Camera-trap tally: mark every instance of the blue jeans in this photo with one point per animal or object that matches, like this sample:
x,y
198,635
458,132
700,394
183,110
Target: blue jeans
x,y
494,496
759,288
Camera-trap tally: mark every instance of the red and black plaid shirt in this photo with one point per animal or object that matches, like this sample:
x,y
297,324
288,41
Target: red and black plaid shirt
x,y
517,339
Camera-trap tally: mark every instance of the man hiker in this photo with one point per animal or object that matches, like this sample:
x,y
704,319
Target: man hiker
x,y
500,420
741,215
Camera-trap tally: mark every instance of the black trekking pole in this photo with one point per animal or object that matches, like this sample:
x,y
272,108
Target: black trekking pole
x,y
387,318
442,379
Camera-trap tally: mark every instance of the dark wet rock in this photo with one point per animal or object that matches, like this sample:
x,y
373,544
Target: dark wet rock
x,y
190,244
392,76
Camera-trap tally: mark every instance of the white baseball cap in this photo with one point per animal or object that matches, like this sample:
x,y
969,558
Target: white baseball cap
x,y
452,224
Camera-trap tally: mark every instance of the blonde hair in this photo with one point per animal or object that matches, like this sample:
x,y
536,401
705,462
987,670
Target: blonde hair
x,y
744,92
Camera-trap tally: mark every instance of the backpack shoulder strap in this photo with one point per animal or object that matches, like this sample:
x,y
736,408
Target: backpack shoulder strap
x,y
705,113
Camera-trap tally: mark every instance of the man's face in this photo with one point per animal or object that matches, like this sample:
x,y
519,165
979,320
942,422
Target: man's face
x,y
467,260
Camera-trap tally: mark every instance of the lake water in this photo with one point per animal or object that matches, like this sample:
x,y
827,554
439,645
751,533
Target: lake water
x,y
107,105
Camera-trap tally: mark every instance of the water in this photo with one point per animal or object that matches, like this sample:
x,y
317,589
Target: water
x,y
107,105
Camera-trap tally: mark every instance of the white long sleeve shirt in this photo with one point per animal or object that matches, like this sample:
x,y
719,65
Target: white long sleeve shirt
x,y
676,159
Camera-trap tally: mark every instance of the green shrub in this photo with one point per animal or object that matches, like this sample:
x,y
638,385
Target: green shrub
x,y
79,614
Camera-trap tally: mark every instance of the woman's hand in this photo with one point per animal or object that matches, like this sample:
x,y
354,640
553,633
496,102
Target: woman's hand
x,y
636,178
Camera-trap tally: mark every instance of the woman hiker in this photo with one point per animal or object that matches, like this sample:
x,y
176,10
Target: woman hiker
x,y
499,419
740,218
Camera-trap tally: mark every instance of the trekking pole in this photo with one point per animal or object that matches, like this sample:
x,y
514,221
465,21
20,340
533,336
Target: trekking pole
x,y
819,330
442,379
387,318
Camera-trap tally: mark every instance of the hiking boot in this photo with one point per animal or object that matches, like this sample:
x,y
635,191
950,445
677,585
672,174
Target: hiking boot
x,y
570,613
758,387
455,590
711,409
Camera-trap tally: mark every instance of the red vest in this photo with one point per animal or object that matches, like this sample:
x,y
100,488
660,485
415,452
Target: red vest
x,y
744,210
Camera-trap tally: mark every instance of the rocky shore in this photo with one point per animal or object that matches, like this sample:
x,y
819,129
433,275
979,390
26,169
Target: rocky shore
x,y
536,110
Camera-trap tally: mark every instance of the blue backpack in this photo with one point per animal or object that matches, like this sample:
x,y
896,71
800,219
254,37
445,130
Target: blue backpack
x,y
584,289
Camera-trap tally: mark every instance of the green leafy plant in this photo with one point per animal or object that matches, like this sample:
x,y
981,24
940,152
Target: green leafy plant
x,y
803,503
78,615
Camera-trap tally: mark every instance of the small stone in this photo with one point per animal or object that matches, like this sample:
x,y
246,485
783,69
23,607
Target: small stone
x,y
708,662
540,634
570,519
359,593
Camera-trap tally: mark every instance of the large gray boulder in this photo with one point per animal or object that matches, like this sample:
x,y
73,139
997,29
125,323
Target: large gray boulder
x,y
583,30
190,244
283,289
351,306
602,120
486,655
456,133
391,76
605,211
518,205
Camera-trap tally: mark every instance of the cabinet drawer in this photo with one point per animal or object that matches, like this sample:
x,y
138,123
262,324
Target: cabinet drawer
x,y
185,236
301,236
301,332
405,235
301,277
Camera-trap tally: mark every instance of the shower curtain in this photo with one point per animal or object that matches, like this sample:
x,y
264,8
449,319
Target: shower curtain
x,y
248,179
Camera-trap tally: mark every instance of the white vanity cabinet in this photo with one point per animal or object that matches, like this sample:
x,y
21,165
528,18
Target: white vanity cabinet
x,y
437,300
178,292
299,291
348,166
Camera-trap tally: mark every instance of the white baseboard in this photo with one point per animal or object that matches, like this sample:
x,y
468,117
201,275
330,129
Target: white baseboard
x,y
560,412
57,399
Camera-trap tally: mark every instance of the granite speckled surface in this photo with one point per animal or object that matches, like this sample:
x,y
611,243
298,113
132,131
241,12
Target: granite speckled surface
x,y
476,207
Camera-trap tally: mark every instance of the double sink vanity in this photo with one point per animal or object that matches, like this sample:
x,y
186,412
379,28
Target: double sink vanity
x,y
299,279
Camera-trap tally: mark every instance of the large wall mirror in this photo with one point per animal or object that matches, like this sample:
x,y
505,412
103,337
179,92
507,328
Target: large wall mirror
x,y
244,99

=-=-=

» **CHALLENGE**
Give back the whole listing exactly as it reads.

» **RESULT OF THIS EXERCISE**
Camera-trap tally: mark every instance of the blue jeans in this photo with one point per animal or object that matches, like this sample:
x,y
198,635
458,132
700,394
183,110
Target: blue jeans
x,y
494,496
759,288
Camera-trap tally: mark every instance of the red and black plaid shirt in this photo with one point per animal or object that matches, like this sample:
x,y
297,324
288,41
Target: red and black plaid shirt
x,y
517,339
Camera-trap tally: mark every instance of the man hiker in this photo with one point per animal or object that matches, like this sample:
x,y
704,319
Target: man hiker
x,y
500,420
741,215
Camera-trap tally: mark every instance of the black trekking pole in this photo with one point per animal or object that matches, like this sample:
x,y
272,108
Target: black trekking pole
x,y
387,318
442,379
Camera-trap tally: mark every instance of the dark wet rock in this photo with one point per animal or object that matches, like this sample:
x,y
373,544
Target: dark wet rock
x,y
190,244
392,76
Camera-trap tally: mark every instance of the white baseball cap in this photo with one point per animal or object that matches, like this sample:
x,y
969,558
Target: white baseball cap
x,y
452,224
Camera-trap tally: mark every instance of the blonde hair in this photo with one point per animal or object that matches, like this sample:
x,y
536,401
705,462
987,670
Target: blonde hair
x,y
744,92
Camera-trap tally: mark every instance of the backpack shoulder strap in this photo with one point per animal or object that matches, like this sample:
x,y
736,408
Target: backpack shoulder strap
x,y
705,113
Camera-trap tally: mark every instance of the man's face in this photo with one point per animal or object that matches, like this sample:
x,y
519,165
979,320
942,422
Target: man's face
x,y
467,260
Camera-trap tally: mark every instance of the lake water in this photo with one point per animal or object that matches, like this sample:
x,y
827,554
439,645
751,533
Target: lake water
x,y
107,105
Camera-trap tally: mark every instance of the water in this photo with one point per animal or object that matches, like this sample:
x,y
317,589
Target: water
x,y
107,105
Camera-trap tally: mark every instance of the white long sleeve shirt in this photo with one point per animal or object that matches, like this sample:
x,y
719,65
Target: white long sleeve shirt
x,y
676,159
Camera-trap tally: mark every instance of the green shrub in this photo with one point per animal or object that matches, like this sample:
x,y
638,385
Target: green shrub
x,y
79,614
Camera-trap tally: mark every instance of the woman's hand in this photo with one point per animal or object that matches, like this sample:
x,y
354,640
553,633
496,102
Target: woman's hand
x,y
636,178
Camera-trap tally: mark every instance of the woman hiker in this photo with one point per animal or object that matches, like this sample:
x,y
176,10
Target: woman hiker
x,y
499,419
740,218
Camera-trap tally: mark every instance of the trekking pole in this photo with one point per animal or object that matches, like this sample:
x,y
514,221
465,21
20,340
533,336
Target: trekking pole
x,y
819,330
442,379
387,318
Camera-trap tally: mark every instance of the hiking boot in this photo with one point per animal or object that matches, like this sample:
x,y
635,191
950,445
677,585
672,174
Target: hiking boot
x,y
570,613
758,387
455,590
711,409
Camera-trap tally: mark every instance of the red vest in this photo with one point per animal or object that matches, like this sample:
x,y
100,488
660,485
415,452
Target: red vest
x,y
744,210
Camera-trap tally: mark every instance of the rocky shore in this photo with one point per animal or object that matches, like this sample:
x,y
819,129
433,275
979,390
26,169
Target: rocky shore
x,y
536,110
Camera-trap tally: mark every instance of the blue backpack in this photo with one point per animal or object that matches, like this sample:
x,y
896,71
800,219
254,37
445,130
Target: blue backpack
x,y
584,289
Camera-trap tally: mark every instance of the green leafy plant in this photo with one point per animal or object that matches, like this sample:
x,y
981,24
940,152
Target: green leafy plant
x,y
803,503
78,615
Camera-trap tally: mark every instance of the small stone in this photo with one point per animal or object that matches, like this sample:
x,y
246,485
783,69
23,607
Target: small stone
x,y
708,662
540,634
570,519
359,593
Camera-trap tally: mark every instance of the large gray boulder in this photo with one point per animal or object that matches, like this sample:
x,y
73,139
997,29
125,323
Target: large gray boulder
x,y
583,30
190,244
283,289
351,306
602,120
486,655
456,133
391,76
605,211
518,205
Camera-trap tally: mark every instance of the cabinet drawer in this photo with one point per animal or object that matches, like this sample:
x,y
138,123
262,324
Target: cabinet drawer
x,y
185,236
301,236
301,332
405,235
301,277
Camera-trap tally: mark every instance of the shower curtain in this photo with one point per animal or object that matches, like this sample:
x,y
264,8
449,319
Target: shower curtain
x,y
248,179
Camera-trap tally: mark every instance of the white vanity cabinet in this photo with one point per animal or object that matches, like this sample:
x,y
21,165
528,18
Target: white vanity cabinet
x,y
437,300
178,292
299,291
348,166
Camera-trap tally: mark every instance of the white baseboard in this photo with one point per animal or object that matches, like this sample:
x,y
468,117
201,275
330,129
Target: white baseboard
x,y
560,412
57,399
Camera-trap tally: mark every instance of the granite speckled surface in this photo with one point per animal or object that matches, like this sample:
x,y
611,243
298,113
132,131
241,12
Target: granite speckled surface
x,y
476,207
Camera-trap tally: mark every instance of the double sink vanity in this photo with one point per animal or object that matches, like this sample:
x,y
186,412
379,28
Target: double sink vanity
x,y
299,279
Camera-trap tally: mark every instance of the large wall mirror in this photo with one point per animal or object that matches, like this sample:
x,y
505,412
103,337
179,92
507,328
Target: large wall mirror
x,y
244,99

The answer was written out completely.